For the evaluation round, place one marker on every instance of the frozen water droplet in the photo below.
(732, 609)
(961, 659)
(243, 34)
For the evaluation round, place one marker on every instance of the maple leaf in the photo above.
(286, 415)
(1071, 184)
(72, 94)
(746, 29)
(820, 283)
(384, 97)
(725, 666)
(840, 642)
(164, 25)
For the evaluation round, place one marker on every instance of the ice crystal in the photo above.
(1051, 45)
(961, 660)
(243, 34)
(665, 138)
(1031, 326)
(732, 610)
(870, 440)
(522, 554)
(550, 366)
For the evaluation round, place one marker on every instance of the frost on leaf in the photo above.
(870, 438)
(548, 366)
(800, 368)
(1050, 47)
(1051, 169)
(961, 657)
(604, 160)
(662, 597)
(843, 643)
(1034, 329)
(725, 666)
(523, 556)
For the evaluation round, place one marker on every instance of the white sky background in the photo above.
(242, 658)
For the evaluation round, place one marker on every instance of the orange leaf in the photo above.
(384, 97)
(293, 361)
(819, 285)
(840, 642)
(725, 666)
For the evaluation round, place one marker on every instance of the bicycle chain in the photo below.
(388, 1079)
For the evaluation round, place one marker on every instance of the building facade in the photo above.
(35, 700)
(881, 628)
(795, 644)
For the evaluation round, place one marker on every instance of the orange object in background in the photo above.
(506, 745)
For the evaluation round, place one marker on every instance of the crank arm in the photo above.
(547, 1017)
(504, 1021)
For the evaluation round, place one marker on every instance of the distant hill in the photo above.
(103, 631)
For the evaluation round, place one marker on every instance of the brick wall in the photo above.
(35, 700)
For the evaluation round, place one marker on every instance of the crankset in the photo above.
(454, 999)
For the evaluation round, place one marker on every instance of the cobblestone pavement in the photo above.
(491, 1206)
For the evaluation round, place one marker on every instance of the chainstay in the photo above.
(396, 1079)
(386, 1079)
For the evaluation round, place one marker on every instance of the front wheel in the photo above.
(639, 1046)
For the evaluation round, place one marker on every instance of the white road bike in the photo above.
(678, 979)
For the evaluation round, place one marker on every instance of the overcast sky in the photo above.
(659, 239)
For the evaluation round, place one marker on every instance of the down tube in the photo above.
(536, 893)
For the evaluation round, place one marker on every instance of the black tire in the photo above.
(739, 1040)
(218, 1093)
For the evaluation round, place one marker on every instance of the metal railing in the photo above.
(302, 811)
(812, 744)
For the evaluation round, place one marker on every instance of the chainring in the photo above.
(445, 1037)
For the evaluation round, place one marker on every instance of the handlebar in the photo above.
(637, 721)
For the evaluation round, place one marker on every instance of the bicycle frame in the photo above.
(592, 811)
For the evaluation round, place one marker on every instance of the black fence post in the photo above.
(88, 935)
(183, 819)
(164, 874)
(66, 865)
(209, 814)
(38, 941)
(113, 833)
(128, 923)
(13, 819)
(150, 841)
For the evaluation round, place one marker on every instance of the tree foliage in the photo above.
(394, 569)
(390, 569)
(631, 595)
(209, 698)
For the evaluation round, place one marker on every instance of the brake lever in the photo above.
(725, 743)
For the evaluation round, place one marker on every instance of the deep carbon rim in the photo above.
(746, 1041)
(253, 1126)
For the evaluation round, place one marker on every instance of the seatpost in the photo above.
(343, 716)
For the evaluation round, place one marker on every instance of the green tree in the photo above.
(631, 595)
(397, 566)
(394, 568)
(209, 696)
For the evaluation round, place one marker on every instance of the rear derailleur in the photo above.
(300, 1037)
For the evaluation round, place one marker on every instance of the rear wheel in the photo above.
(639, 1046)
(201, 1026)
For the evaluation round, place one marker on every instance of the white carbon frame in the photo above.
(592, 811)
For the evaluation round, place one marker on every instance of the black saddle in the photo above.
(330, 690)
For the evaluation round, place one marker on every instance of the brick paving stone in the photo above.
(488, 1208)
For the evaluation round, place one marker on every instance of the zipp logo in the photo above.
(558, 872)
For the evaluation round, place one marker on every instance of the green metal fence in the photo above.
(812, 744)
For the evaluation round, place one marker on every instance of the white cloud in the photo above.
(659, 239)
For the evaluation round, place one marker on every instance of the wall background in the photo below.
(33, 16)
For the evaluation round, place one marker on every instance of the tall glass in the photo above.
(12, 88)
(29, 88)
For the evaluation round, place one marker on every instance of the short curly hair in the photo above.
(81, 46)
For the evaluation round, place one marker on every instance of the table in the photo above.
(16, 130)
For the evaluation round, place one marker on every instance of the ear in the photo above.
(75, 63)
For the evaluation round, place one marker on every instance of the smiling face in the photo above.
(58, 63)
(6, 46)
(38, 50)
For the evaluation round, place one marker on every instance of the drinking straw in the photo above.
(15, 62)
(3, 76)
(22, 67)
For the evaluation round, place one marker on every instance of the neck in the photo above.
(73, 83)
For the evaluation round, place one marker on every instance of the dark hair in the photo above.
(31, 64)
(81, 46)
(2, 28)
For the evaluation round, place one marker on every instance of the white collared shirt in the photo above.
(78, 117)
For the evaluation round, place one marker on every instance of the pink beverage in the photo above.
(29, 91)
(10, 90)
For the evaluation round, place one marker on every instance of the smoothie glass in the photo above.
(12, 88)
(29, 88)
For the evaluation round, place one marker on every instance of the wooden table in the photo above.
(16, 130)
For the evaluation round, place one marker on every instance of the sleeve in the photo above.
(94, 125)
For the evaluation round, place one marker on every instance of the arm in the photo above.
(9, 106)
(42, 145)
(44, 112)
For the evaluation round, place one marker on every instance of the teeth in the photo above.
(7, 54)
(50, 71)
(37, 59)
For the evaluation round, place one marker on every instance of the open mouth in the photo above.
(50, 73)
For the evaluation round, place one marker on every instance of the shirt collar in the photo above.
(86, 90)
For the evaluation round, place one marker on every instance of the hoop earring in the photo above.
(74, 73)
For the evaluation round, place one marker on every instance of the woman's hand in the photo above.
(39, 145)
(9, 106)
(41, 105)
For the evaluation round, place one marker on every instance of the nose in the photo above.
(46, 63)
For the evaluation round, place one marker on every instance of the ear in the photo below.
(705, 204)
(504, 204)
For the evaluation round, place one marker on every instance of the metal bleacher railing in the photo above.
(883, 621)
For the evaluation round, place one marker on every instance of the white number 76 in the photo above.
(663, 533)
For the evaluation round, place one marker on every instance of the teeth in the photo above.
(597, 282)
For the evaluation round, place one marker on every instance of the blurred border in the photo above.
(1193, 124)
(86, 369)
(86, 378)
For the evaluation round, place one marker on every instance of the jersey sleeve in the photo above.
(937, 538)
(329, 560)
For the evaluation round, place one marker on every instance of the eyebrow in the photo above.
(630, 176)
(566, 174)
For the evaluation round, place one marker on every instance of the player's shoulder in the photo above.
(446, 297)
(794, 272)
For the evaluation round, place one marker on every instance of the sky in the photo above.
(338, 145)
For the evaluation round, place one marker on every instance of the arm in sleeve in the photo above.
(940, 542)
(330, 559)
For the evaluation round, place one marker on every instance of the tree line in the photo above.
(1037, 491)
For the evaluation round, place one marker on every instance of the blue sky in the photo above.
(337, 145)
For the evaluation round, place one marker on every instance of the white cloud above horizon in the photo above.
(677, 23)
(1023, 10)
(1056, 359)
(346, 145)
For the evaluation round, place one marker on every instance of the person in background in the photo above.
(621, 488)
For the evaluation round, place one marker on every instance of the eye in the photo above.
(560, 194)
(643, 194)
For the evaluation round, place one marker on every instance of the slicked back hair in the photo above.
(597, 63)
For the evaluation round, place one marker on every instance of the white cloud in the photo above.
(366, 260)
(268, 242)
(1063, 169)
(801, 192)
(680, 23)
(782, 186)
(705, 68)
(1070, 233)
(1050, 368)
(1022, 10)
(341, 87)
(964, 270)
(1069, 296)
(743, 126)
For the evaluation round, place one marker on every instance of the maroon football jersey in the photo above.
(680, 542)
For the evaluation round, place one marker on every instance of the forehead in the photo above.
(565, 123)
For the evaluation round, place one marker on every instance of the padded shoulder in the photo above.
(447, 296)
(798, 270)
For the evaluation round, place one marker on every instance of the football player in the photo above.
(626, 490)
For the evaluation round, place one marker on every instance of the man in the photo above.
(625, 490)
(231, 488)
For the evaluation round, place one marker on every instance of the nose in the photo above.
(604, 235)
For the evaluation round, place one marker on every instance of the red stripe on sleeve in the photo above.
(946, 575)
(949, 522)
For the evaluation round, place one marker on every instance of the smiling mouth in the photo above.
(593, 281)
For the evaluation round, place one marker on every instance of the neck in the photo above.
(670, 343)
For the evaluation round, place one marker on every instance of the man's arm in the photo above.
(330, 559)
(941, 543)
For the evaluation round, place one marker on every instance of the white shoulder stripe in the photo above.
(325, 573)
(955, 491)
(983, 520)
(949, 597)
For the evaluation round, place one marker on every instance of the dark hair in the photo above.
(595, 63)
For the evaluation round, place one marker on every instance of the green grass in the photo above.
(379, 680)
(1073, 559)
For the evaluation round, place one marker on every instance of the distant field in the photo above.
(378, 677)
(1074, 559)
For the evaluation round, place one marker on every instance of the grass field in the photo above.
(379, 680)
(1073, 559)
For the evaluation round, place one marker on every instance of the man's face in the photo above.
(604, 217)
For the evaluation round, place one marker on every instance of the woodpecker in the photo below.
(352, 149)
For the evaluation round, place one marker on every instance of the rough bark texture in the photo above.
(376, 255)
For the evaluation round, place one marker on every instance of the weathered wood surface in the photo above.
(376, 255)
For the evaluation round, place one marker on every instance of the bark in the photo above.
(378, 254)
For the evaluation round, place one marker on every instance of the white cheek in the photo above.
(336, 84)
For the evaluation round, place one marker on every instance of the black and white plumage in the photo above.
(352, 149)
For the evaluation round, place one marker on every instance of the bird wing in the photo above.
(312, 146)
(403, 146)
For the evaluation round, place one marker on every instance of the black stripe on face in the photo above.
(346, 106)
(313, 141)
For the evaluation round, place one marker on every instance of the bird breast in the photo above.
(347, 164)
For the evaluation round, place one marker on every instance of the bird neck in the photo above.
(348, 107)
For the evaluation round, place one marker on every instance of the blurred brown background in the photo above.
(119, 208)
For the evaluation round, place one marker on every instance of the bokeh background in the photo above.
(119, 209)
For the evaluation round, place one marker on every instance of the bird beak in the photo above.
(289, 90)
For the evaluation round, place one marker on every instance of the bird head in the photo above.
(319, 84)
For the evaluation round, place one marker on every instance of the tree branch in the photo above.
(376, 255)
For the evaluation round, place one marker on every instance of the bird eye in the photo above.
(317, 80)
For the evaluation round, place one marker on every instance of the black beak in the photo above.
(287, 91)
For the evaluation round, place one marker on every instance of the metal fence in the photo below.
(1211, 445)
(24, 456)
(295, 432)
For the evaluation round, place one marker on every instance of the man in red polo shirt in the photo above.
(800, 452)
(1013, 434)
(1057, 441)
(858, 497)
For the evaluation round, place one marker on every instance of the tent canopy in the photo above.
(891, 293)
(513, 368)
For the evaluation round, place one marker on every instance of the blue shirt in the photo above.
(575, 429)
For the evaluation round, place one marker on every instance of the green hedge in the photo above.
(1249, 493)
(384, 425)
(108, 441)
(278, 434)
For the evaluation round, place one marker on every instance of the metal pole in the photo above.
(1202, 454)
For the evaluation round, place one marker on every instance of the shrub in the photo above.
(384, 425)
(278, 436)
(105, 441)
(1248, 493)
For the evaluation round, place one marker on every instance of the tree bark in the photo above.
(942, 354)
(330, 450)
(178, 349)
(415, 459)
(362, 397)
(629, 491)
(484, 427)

Task statement — Write out as a numbered list, blank lines left out, the material from the line containing "tube in the photo above." through the line containing "(218, 1093)", both of those included.

Result for this exercise —
1. For the evaluation round, place one marker on every instance of the down tube in the photo above.
2. (536, 893)
3. For the evaluation round, place one marker on every instance of the black tire in the photo above.
4. (739, 1040)
5. (218, 1093)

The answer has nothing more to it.